┌────────

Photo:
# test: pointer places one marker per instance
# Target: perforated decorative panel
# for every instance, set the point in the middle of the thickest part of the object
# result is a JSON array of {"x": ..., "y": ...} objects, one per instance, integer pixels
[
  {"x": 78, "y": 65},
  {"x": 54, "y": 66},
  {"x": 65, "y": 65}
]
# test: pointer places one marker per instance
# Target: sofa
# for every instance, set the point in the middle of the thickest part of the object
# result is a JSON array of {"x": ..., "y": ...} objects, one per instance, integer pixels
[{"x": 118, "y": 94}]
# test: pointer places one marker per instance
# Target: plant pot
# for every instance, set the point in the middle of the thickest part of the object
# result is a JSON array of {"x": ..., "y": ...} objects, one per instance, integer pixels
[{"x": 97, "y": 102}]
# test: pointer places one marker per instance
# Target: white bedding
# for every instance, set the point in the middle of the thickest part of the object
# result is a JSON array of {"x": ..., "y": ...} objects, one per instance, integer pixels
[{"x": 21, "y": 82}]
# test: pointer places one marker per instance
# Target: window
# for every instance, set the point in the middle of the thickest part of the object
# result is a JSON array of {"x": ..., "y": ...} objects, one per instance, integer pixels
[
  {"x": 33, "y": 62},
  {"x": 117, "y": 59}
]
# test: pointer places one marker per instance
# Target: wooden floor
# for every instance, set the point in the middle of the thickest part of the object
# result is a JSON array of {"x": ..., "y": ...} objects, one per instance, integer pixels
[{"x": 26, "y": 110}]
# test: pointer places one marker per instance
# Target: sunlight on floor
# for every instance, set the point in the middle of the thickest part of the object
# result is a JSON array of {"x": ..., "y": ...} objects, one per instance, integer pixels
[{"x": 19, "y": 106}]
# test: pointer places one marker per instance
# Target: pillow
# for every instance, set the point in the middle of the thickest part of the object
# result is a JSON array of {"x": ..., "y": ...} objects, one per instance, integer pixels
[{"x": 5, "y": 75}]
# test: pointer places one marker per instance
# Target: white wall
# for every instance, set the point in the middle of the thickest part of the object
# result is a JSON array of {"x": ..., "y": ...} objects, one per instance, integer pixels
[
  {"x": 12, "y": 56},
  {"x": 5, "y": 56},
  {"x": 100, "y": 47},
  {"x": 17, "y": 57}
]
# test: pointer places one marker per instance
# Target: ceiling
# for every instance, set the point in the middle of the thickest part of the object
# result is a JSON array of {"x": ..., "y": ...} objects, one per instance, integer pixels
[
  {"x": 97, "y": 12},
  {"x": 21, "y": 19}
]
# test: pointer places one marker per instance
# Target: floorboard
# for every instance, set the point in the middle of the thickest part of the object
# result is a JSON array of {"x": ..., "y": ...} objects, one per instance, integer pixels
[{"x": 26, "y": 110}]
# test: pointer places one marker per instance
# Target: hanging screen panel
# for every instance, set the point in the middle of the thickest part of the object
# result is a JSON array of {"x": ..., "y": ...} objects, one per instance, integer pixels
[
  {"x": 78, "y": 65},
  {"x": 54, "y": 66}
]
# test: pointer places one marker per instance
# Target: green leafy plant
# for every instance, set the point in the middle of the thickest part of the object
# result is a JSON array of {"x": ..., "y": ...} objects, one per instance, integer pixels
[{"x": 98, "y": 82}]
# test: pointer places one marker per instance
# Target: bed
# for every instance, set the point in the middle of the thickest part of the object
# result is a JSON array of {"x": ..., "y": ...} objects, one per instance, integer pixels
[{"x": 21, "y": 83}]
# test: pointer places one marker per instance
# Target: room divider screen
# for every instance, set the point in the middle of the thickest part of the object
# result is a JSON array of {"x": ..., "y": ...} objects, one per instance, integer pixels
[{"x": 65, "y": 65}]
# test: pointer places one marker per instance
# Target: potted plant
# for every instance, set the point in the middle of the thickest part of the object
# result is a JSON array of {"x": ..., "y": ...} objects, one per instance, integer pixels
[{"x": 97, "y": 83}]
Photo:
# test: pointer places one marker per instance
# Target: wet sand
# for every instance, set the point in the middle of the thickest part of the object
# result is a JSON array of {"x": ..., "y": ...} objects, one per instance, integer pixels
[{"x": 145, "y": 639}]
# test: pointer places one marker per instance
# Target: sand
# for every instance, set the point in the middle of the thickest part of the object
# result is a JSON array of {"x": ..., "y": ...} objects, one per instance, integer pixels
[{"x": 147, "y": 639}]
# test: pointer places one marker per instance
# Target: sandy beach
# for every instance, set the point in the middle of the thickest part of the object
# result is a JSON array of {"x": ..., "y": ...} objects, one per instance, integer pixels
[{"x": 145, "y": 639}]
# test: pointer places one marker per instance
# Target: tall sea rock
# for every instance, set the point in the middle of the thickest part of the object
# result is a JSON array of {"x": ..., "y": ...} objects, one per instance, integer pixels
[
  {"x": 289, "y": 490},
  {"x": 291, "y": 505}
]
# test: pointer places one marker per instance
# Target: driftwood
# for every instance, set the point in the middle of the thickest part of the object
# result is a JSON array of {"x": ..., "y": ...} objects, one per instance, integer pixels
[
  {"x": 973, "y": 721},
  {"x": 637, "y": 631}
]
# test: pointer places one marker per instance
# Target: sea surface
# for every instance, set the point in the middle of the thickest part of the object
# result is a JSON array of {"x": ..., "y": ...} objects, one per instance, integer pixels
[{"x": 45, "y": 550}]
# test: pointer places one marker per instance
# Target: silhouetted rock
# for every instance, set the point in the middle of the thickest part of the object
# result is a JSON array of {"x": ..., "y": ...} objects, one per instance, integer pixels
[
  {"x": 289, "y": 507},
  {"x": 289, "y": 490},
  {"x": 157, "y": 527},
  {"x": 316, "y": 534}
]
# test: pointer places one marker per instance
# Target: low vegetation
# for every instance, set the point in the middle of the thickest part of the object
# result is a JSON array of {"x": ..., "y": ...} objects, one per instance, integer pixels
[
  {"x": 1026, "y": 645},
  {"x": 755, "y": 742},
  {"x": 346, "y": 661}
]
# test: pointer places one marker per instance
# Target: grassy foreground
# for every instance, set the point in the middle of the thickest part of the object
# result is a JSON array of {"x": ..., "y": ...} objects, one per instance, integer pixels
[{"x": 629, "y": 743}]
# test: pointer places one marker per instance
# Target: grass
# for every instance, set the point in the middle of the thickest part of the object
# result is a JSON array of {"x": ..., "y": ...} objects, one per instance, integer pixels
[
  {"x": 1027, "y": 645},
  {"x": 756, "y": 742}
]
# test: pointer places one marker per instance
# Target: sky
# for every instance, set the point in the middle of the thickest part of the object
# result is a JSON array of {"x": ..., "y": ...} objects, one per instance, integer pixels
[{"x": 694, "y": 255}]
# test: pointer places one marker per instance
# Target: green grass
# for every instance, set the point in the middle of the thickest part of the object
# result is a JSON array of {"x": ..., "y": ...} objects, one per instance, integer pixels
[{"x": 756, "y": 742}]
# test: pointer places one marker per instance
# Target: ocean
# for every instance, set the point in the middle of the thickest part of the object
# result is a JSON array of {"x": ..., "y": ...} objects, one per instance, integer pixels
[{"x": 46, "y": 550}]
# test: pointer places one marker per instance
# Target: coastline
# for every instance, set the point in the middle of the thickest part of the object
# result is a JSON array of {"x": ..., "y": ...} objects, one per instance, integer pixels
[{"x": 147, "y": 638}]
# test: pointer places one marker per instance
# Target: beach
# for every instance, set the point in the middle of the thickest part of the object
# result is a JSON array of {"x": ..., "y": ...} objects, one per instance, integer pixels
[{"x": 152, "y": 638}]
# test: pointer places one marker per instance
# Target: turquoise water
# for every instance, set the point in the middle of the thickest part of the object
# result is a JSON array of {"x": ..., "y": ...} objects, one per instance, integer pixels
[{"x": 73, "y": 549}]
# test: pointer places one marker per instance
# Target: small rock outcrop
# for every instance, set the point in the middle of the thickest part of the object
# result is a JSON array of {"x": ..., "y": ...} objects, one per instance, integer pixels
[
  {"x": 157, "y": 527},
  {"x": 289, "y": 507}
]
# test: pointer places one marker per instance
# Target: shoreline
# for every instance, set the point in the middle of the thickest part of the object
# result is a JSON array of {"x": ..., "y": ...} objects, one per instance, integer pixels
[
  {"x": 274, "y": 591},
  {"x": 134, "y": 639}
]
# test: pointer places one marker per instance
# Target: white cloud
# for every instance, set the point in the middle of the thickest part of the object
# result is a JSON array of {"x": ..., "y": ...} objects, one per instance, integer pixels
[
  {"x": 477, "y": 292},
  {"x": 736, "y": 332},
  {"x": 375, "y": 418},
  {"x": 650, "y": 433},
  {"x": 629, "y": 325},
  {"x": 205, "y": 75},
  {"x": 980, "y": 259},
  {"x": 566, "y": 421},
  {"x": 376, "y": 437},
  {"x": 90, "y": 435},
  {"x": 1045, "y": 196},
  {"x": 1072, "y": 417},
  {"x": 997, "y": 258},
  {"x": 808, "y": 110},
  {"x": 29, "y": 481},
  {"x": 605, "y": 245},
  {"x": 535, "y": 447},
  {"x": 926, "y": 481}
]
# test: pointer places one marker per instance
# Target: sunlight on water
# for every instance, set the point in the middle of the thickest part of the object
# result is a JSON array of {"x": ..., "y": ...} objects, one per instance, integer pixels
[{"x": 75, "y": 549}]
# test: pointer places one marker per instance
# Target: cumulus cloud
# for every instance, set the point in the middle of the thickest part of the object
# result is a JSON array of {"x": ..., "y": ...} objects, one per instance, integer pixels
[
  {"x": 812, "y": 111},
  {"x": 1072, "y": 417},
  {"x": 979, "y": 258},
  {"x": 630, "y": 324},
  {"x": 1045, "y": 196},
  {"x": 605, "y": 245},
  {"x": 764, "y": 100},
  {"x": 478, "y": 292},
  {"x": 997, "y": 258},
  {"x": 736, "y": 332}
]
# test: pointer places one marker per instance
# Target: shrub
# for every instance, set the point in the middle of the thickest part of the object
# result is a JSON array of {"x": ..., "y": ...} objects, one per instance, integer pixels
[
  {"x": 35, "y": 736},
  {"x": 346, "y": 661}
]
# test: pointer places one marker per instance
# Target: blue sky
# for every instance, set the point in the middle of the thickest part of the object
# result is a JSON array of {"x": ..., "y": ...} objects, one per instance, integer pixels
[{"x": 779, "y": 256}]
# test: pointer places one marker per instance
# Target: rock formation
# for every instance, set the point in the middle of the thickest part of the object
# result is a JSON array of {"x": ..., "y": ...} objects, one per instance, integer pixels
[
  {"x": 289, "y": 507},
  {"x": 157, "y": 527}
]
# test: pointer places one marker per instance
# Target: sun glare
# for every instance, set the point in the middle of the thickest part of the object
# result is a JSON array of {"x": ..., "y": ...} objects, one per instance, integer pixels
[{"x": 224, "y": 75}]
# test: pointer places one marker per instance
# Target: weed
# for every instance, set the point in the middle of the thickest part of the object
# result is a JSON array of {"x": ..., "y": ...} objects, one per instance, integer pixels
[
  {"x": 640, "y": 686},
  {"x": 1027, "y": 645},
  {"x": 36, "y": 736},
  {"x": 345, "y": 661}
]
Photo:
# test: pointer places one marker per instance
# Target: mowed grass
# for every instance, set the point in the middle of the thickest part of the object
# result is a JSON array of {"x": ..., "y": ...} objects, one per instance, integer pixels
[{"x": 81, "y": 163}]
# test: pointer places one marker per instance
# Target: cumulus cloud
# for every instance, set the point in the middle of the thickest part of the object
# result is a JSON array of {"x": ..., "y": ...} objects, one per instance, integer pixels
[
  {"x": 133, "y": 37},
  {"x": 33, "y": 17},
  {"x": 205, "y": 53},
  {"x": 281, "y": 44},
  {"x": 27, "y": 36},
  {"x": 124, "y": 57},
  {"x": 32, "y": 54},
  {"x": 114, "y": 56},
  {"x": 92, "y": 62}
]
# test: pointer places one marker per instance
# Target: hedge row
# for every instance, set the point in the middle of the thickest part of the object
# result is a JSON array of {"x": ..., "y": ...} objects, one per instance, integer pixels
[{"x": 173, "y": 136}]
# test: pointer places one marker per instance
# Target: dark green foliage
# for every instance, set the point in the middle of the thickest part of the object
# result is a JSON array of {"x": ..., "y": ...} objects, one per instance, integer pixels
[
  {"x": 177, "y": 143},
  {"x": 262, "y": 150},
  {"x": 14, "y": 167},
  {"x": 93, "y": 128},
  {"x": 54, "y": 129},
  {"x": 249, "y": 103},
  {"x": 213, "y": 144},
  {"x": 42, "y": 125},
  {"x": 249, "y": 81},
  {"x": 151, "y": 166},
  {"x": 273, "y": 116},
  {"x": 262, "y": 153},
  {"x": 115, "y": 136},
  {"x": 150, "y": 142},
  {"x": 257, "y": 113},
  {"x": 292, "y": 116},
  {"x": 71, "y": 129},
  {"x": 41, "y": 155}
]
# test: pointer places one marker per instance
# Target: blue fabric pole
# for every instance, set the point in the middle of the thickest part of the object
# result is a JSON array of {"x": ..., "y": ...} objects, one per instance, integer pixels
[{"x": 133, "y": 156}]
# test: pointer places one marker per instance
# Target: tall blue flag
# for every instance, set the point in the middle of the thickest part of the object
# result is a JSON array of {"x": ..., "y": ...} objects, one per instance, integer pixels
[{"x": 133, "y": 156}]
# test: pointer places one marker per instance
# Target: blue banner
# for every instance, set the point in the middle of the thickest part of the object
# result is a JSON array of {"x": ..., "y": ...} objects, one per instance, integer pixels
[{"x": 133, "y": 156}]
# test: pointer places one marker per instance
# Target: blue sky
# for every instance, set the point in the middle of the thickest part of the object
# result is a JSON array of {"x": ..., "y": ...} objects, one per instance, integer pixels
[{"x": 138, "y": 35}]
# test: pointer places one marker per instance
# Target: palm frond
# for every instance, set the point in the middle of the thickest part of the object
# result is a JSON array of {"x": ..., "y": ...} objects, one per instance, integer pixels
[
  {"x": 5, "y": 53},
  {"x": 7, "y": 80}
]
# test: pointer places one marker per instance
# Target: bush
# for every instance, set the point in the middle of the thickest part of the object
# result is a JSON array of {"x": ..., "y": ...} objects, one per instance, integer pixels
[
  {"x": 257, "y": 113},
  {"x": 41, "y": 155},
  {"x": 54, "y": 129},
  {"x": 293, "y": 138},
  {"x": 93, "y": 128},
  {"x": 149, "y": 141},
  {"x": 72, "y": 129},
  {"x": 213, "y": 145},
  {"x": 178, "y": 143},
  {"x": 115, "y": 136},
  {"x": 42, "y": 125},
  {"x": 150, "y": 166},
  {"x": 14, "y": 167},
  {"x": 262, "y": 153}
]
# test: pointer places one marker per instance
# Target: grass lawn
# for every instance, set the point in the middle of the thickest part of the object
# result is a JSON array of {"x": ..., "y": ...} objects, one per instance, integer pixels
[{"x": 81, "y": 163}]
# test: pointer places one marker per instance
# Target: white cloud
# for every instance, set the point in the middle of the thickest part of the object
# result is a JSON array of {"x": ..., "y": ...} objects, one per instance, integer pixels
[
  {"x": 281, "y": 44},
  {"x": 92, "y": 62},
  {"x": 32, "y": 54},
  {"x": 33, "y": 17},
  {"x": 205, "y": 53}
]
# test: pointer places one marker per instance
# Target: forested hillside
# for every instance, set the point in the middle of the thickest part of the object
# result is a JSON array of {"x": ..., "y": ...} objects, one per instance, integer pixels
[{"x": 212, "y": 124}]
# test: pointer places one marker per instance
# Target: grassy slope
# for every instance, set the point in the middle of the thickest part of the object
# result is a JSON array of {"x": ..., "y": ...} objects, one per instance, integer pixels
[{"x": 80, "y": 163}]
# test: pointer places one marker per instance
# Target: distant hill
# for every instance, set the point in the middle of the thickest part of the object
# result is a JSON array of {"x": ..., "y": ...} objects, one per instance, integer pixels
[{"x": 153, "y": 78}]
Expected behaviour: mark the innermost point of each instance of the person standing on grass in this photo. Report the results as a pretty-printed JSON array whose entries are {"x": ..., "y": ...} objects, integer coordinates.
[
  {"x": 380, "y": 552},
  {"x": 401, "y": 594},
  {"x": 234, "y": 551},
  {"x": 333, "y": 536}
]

└────────

[Aim of the exercise]: Repeat, without changes, every line from the one that contains "Expected behaviour: mark" through the final line of the data.

[The answer]:
Expected behaviour: mark the innermost point of each instance of the person standing on grass in this photo. Report the results as a pretty-printed JSON array whose entries are {"x": ..., "y": ...} objects, integer coordinates.
[
  {"x": 380, "y": 552},
  {"x": 401, "y": 594},
  {"x": 234, "y": 551},
  {"x": 333, "y": 536}
]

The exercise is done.